▸ Instructions for the task:
Copy the listing below word for word, from the start through the line containing "x=972 y=418", both ends included.

....................

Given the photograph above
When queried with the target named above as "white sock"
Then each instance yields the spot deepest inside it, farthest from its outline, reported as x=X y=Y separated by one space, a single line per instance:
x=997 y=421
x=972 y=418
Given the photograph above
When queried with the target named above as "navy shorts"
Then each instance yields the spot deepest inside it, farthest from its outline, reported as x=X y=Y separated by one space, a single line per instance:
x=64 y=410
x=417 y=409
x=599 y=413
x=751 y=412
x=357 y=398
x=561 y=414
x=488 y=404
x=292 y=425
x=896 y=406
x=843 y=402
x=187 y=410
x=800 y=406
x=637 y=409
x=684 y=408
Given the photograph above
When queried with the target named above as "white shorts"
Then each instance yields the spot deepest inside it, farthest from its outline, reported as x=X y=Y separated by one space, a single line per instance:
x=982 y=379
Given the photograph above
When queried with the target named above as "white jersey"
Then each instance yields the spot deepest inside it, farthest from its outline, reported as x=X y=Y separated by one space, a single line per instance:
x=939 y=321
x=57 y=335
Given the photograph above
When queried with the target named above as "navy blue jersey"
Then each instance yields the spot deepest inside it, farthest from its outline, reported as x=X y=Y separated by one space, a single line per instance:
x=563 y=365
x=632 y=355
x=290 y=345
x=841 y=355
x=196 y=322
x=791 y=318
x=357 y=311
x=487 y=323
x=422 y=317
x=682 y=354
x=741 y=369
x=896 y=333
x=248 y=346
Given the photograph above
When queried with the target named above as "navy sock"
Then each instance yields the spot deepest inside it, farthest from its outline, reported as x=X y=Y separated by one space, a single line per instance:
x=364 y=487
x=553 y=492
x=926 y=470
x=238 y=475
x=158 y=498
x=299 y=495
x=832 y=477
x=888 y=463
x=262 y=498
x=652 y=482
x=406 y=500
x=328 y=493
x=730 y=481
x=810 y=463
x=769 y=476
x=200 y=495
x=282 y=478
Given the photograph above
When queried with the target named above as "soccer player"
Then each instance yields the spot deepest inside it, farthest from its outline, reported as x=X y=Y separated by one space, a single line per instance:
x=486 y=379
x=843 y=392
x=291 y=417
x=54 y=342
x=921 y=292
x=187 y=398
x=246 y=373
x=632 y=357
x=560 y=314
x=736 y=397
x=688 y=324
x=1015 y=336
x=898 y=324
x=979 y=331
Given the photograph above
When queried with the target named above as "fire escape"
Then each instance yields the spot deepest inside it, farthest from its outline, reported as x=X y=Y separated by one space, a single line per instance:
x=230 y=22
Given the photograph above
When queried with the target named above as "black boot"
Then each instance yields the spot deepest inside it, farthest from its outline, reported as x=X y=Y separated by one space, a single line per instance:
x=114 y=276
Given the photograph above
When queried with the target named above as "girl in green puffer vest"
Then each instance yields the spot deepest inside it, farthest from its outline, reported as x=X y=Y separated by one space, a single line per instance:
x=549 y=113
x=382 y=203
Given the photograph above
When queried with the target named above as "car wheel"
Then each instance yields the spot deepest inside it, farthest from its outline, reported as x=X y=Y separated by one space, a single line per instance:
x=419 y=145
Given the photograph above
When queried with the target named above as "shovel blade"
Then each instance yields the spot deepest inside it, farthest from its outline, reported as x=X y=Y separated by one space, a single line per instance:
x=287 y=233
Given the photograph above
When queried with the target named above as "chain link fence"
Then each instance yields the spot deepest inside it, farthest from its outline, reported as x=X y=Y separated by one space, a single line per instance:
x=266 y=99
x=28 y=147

....................

▸ Reply:
Given the photograph above
When queried with the target named above as "white sock"
Then each instance yields the spot deepest inside it, farthest from its outline, reported as x=X y=Y separated by one space, a single line per instance:
x=997 y=421
x=972 y=418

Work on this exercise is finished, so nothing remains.